>>>
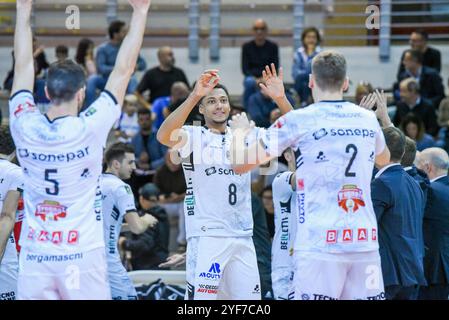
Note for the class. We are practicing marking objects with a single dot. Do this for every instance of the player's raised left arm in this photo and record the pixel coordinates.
(7, 218)
(23, 48)
(129, 51)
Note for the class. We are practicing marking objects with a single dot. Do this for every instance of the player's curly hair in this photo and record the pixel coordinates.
(7, 145)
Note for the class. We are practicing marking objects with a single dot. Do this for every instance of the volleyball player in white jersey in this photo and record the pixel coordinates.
(336, 144)
(118, 204)
(221, 260)
(60, 153)
(285, 215)
(10, 189)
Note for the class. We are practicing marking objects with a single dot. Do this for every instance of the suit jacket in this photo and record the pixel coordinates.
(430, 83)
(423, 110)
(399, 206)
(436, 232)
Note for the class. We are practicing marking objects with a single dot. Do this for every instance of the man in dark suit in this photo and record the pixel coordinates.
(435, 162)
(431, 56)
(407, 163)
(412, 102)
(429, 80)
(398, 202)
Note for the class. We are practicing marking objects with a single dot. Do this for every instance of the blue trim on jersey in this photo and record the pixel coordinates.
(19, 92)
(111, 96)
(57, 118)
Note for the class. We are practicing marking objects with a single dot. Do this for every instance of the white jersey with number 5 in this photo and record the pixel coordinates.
(335, 144)
(217, 201)
(61, 160)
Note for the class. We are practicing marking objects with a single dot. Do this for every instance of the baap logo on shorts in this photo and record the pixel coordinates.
(350, 198)
(50, 211)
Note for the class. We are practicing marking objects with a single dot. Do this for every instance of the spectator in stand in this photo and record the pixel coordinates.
(127, 125)
(150, 248)
(413, 128)
(170, 180)
(435, 162)
(256, 54)
(302, 63)
(260, 106)
(85, 56)
(430, 82)
(267, 200)
(179, 91)
(160, 79)
(61, 53)
(105, 60)
(149, 152)
(431, 56)
(399, 213)
(412, 102)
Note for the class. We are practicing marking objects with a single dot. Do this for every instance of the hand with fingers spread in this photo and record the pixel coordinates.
(273, 85)
(206, 83)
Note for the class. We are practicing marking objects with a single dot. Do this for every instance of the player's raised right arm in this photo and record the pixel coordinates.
(23, 48)
(205, 84)
(129, 51)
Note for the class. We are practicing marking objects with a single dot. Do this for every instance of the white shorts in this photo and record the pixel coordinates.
(77, 276)
(222, 268)
(8, 281)
(348, 276)
(281, 282)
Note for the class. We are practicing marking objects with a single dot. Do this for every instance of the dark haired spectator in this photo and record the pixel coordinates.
(399, 213)
(302, 62)
(61, 53)
(105, 61)
(256, 54)
(430, 82)
(431, 56)
(435, 162)
(413, 128)
(150, 248)
(159, 80)
(412, 102)
(149, 152)
(85, 56)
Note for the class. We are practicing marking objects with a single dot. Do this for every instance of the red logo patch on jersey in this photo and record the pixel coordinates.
(350, 198)
(300, 184)
(347, 235)
(331, 236)
(51, 211)
(73, 237)
(362, 235)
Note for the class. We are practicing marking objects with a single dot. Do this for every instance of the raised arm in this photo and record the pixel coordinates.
(23, 48)
(274, 87)
(205, 84)
(129, 51)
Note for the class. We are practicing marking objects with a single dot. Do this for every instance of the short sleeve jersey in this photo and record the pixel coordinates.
(118, 200)
(61, 161)
(217, 201)
(10, 180)
(335, 144)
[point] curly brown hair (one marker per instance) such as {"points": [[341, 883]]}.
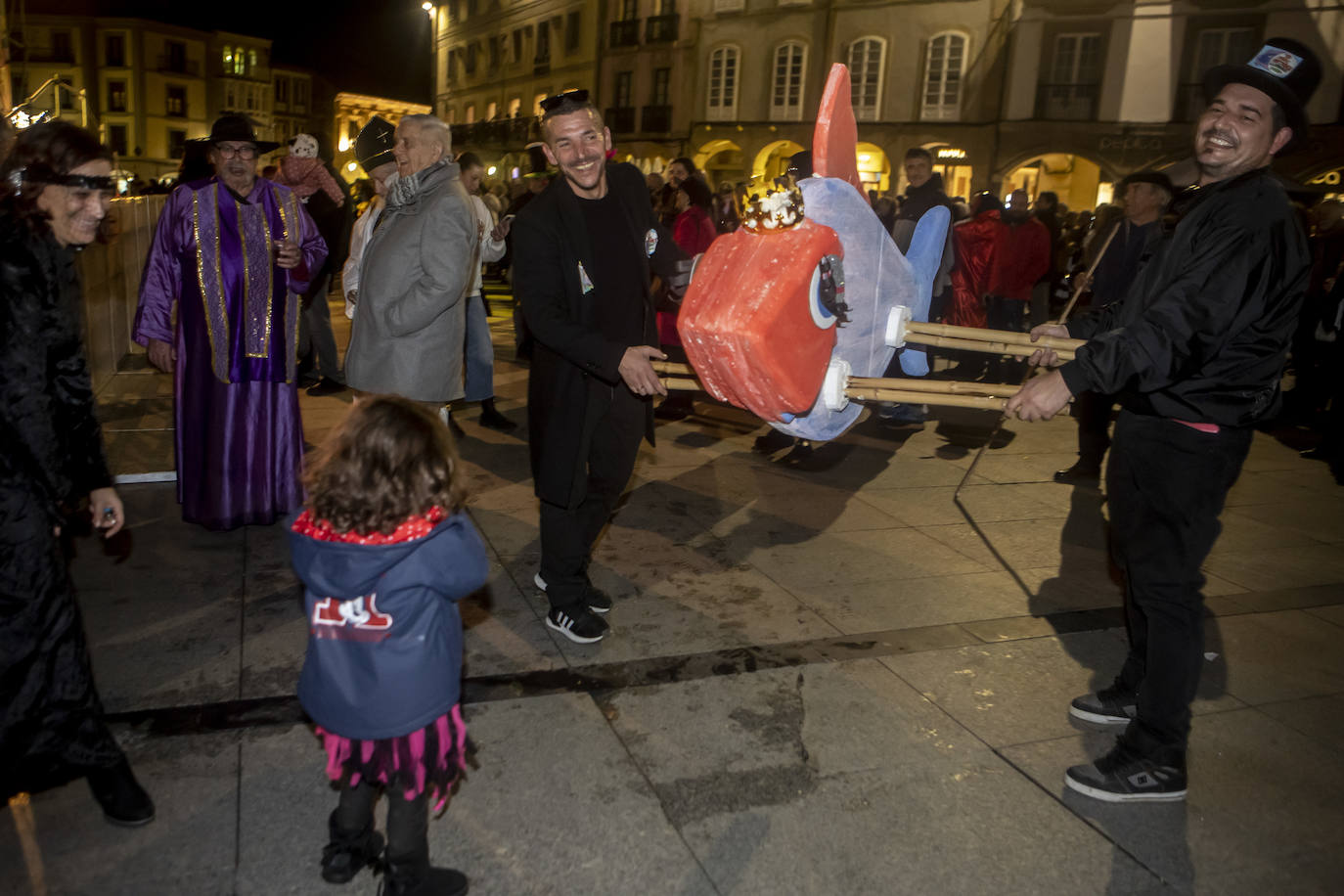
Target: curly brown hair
{"points": [[390, 458], [42, 152]]}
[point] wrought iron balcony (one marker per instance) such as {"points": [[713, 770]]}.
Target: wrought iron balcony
{"points": [[656, 119], [625, 34], [1067, 103], [620, 119], [661, 28]]}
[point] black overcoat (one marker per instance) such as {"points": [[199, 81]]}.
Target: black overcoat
{"points": [[50, 454], [550, 242]]}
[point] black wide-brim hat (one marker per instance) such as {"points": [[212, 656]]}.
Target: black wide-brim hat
{"points": [[1283, 68], [237, 129], [374, 144]]}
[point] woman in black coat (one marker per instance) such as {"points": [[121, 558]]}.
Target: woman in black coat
{"points": [[54, 191]]}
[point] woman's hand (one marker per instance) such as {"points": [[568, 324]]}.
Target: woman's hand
{"points": [[107, 511]]}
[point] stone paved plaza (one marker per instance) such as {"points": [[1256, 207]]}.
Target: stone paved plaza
{"points": [[824, 676]]}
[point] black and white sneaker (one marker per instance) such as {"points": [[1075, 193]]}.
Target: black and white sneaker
{"points": [[1122, 777], [1109, 707], [596, 601], [577, 623]]}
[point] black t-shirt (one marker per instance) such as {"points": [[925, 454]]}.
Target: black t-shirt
{"points": [[620, 273]]}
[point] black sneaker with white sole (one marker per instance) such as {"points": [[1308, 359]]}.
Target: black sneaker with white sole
<<<
◆ WHAT YOU NEED TO DO ◆
When the word "such" occurs in a line above, list that line.

◆ EXERCISE RESULT ◆
[point] curly brown hair (one marker per instance) such as {"points": [[341, 883]]}.
[point] wrought iron balcony (one marker per instance) such as {"points": [[713, 770]]}.
[point] black overcoat (one marker per instance) such as {"points": [[199, 81]]}.
[point] black wide-brim hat (one marker per instance) such as {"points": [[212, 656]]}.
[point] woman in black coat (one marker per instance) such as {"points": [[121, 558]]}.
[point] woman's hand (one marker per instance) such as {"points": [[568, 324]]}.
[point] stone paved plaza (one marker per instance) such as {"points": [[1256, 207]]}.
[point] black and white sneaker (one marker per instance) such as {"points": [[1075, 193]]}.
[point] black t-shirt (one marker per instance) such as {"points": [[925, 454]]}.
[point] black sneaker with white sole (one marker per instance) such as {"points": [[1308, 359]]}.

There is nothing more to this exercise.